>> Begin DOCUMENT SECTION

N.B.: all the graphs mentioned below are simple and undirected.

TL;DR

Does an $(x, bx)$-biregular graph always contain a $x$-regular bipartite subgraph?

Notation and Claim

A biregular or semiregular bipartite graph is a bipartite graph $G = (U, V, E)$ where the vertices in each bipartition $U$ or $V$ have the same degree. An $(x, y)$-biregular graph is a biregular graph $G = (U, V, E)$ where all vertices in $U$ have degree $x$ and the ones in $V$ have degree $y$ (from Wikipedia). We have $x|U| = y|V|$ immediately.

Let $|U| = ab$ and $|V| = a$. Then $bx = y$ and $1 \leq x \leq a$.

Claim. An $(x, bx)$-biregular graph $G = (U, V, E)$ always contains at least one $x$-regular bipartite subgraphs.

And the beauty of the claim is that if it holds, we are guaranteed to keep removing such a subgraph from $G$ by recursively applying the claim — an $(x, bx)$-biregular graph $G = (U, V, E)$ is now decomposed into $b$ edge-disjoint $x$-regular bipartite subgraphs.

Here is a visual example with $a = 4$, $b = 3$ and $x = 2$ (hence $|U| = 12$ and $|V| = 4$). The edges with the same colour consist of a subgraph.

Some trivial cases:

  1. When $x = a$, meaning $G$ is complete and biregular, the claim holds.
  2. When $x = 1$, $G$ is disconnected but it is still the case.
  3. When $b = 1$, $G$ is a $x$-regular bipartite graph itself.

Possible Areas

After a long time online searching, I found three areas may be related to the claim potentially:

  1. Hypergraphs or family of sets: in such context, it can be paraphrased into that a multiple $x$-uniform $bx$-regular hypergraph with $abx$ hyperedges includes an $x$-uniform $x$-regular partial subhypergraph with $a$ hyperedges.

>> End DOCUMENT SECTION

§ **PROBLEMS TO SOLVE**:
A. Say whether each statement below agrees with the biregular graph question, and for each answer yes or no with the deciding words of that text, quoted exactly. (i) The graphs in the biregular graph question are directed. (ii) The visual example uses $a = 4$, $b = 3$ and $x = 2$. (iii) When $b = 1$, $G$ is already an $x$-regular bipartite graph.
B. Continue the biregular graph question from the point where it stops.

>> Begin RAW DATA

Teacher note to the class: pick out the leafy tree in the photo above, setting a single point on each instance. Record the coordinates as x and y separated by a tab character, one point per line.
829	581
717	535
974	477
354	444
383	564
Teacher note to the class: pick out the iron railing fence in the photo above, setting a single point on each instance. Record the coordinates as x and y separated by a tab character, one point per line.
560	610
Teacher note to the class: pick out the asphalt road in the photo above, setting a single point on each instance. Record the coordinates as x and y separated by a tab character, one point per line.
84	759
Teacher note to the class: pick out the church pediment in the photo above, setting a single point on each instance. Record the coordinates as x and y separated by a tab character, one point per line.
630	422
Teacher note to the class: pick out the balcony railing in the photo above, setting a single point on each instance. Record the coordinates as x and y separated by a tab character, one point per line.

>> End RAW DATA

§ **TASK-BY-TASK OUTPUTS**:
A.
(i) No: "all the graphs mentioned below are simple and undirected."
(ii) Yes: "Here is a visual example with $a = 4$, $b = 3$ and $x = 2$"
(iii) Yes: "When $b = 1$, $G$ is a $x$-regular bipartite graph itself."

B.
  2. Block design or more generally, combinatorial design: the claim now becomes that a 1-$(a, x, bx)$ design comprises a 1-$(a, x, x)$ sub-design; the sub-design is symmetric (the number of points equals the number of blocks) and not necessarily simple (no repeated blocks allowed).
  3. Algebraic graph theory: the adjacency matrix of a bipartite graph is quite unique, let alone that of a biregular one; with linear-algebraic or group-theoretic techniques, we may have a solution.

The Question

It is threefold:

  1. Do there exist some pre-existed results leading to the claim?
  2. Is there a better way to efficiently come up with a possible counter-example? I just wrote a Python script to randomly generate such a biregular graph and output a list of all its regular bipartite subgraphs by the brute-force search (to avoid any bias caused by heuristic algorithms). If someone is interested, I can link the script here.
  3. In order to prove/disprove the claim, which other mathematical fields are the most likely to be helpful here?

Thanks in advance from a computer scientist!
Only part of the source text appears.